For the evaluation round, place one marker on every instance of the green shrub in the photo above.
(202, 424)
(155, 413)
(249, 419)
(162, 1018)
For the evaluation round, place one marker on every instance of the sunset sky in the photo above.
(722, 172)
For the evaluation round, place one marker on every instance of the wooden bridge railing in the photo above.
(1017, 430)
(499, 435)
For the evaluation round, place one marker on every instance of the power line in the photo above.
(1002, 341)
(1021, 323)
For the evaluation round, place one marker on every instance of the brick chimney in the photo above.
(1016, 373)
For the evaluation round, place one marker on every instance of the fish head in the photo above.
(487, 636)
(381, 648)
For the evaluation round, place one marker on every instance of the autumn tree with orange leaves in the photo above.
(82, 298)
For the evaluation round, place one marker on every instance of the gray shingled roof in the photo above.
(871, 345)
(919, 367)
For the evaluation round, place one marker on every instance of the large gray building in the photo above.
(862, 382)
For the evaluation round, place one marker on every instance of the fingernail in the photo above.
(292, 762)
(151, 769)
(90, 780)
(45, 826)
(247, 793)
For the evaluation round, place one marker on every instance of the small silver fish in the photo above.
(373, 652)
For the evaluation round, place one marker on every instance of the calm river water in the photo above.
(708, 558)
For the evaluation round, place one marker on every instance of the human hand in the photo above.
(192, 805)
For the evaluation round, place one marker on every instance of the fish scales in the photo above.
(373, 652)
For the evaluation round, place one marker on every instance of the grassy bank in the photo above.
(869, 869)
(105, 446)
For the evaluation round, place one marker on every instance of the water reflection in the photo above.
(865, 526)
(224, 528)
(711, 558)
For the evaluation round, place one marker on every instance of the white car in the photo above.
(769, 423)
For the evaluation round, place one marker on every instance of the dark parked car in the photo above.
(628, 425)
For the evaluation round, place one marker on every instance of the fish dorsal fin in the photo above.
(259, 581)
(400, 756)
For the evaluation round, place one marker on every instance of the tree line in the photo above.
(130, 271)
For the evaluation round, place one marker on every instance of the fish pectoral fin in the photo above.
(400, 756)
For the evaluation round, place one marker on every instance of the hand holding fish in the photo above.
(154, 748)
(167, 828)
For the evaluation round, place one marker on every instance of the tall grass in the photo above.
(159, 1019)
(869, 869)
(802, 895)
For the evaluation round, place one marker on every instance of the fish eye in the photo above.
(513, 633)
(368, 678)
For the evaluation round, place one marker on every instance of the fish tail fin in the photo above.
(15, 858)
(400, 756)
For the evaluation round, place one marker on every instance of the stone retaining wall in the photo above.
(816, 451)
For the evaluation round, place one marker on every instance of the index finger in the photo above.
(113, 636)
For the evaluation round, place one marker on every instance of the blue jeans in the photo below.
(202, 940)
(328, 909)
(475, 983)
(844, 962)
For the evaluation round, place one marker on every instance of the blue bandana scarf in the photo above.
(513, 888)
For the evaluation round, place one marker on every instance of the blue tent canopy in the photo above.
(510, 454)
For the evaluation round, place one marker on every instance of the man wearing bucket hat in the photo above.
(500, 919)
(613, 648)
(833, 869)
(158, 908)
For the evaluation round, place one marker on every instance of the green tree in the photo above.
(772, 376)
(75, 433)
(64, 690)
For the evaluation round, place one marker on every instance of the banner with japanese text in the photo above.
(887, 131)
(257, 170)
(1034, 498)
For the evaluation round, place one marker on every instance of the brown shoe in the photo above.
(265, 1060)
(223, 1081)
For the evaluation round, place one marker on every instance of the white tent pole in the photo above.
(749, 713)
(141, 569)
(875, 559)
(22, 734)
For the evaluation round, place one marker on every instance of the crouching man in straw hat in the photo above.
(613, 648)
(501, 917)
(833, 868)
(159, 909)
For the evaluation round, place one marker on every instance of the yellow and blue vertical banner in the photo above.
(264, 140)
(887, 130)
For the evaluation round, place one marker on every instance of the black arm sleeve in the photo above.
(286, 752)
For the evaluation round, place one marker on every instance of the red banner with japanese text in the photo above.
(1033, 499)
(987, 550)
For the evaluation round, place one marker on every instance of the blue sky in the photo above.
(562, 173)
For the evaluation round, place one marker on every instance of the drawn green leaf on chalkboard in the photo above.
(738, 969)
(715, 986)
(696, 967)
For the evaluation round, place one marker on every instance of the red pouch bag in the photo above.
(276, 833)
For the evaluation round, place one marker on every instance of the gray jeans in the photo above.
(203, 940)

□ □ □ □

» **TASK TO CARRY OUT**
Rewrite all the records, changing "evaluation round" to "review round" wherever it appears and keeping every other word the same.

» **EXERCISE SOLUTION**
For the review round, place one marker on every instance of the green shrub in the photo above.
(202, 424)
(155, 413)
(249, 419)
(162, 1018)
For the review round, place one marker on every instance of the sunset sky in the photo above.
(722, 172)
For the review round, place one marker on every instance of the wooden bridge railing in the photo above.
(1017, 430)
(499, 435)
For the review round, place one marker on every instance of the power line in the photo above.
(1002, 341)
(1021, 323)
For the review round, place one marker on every instance of the brick chimney in the photo above.
(1016, 373)
For the review round, place one marker on every instance of the fish head in the photo above.
(487, 636)
(381, 648)
For the review round, place one marker on every instance of the autumn tree with orange leaves in the photo above.
(82, 298)
For the review round, place one marker on every instance of the gray shingled roof in the photo above.
(871, 345)
(919, 367)
For the review round, place one marker on every instance of the large gray building in the photo above.
(862, 382)
For the review round, place one marker on every instance of the fingernail in the photo above.
(292, 762)
(151, 769)
(90, 780)
(45, 826)
(247, 793)
For the review round, place one marker on every instance of the small silver fish in the photo above.
(373, 652)
For the review round, place one marker on every instance of the calm river water in the photo above.
(708, 558)
For the review round, place one marker on every instance of the human hand in the photo above.
(192, 805)
For the review round, place one marker on every instance of the fish scales in the photo above.
(373, 652)
For the review round, place one marker on every instance of the grassy bank in the photo above.
(869, 869)
(105, 446)
For the review round, place one marker on every instance of the water reflection in the photo above.
(865, 526)
(224, 528)
(711, 558)
For the review round, place one marker on every instance of the white car in the photo above.
(769, 423)
For the review round, place one marker on every instance of the dark parked car in the photo above.
(628, 425)
For the review round, place one marker on every instance of the fish dorsal fin in the photo above.
(259, 581)
(400, 756)
For the review round, place one marker on every instance of the tree line in the photo above.
(130, 271)
For the review round, place one marker on every instance of the fish pectoral fin in the photo above.
(400, 756)
For the review round, place one marker on every instance of the hand holding fish in the photo above.
(154, 748)
(167, 828)
For the review round, place one marker on every instance of the tall grass in the photo above.
(159, 1019)
(869, 869)
(802, 895)
For the review round, place one marker on every instance of the fish eye in the photo above.
(513, 633)
(368, 678)
For the review round, place one marker on every instance of the fish tail fin in the photo above.
(15, 858)
(400, 756)
For the review round, place one marker on every instance of the stone retaining wall in the photo above.
(816, 451)
For the review round, place one marker on every instance of the index finger in the photo above.
(113, 636)
For the review round, place one marker on every instance of the blue jeans in the photo below.
(202, 940)
(328, 909)
(475, 983)
(844, 962)
For the review round, place one marker on every instance of the blue bandana scarf in the photo above.
(513, 888)
For the review round, place one marker on every instance of the blue tent canopy in the photo above.
(510, 454)
For the review round, place one marker on every instance of the man wearing bucket hat in the photo above.
(500, 919)
(613, 648)
(833, 869)
(158, 908)
For the review round, place one marker on every instance of the green tree in the photo above.
(772, 376)
(75, 433)
(64, 690)
For the review round, place one marker on every instance of the banner with japanese text in the photo above.
(887, 131)
(257, 170)
(1034, 498)
For the review round, place one marker on every instance of the brown shoe in the photo above.
(265, 1060)
(223, 1081)
For the review round, place one marker on every instance of the white tent pole in the photo above.
(749, 713)
(141, 569)
(875, 559)
(22, 734)
For the review round, place one marker on every instance of the crouching man in straw hat in the photo above.
(613, 648)
(501, 917)
(833, 868)
(159, 909)
For the review round, place one marker on every instance of the yellow and blue vertical banner in the photo above.
(264, 140)
(887, 130)
For the review round, place one marker on every instance of the black arm sleeve in the photo above.
(286, 752)
For the review round, place one marker on every instance of the red banner with japanese text in the photo above.
(1033, 499)
(987, 550)
For the review round, place one marker on every instance of the blue sky in the photo above.
(562, 173)
For the review round, place one marker on every instance of the drawn green leaf on chalkboard in the photo above.
(738, 969)
(715, 986)
(696, 967)
For the review round, place one marker on every instance of the red pouch bag in the photo above.
(276, 833)
For the review round, place one marker on every instance of the gray jeans in the photo above.
(203, 940)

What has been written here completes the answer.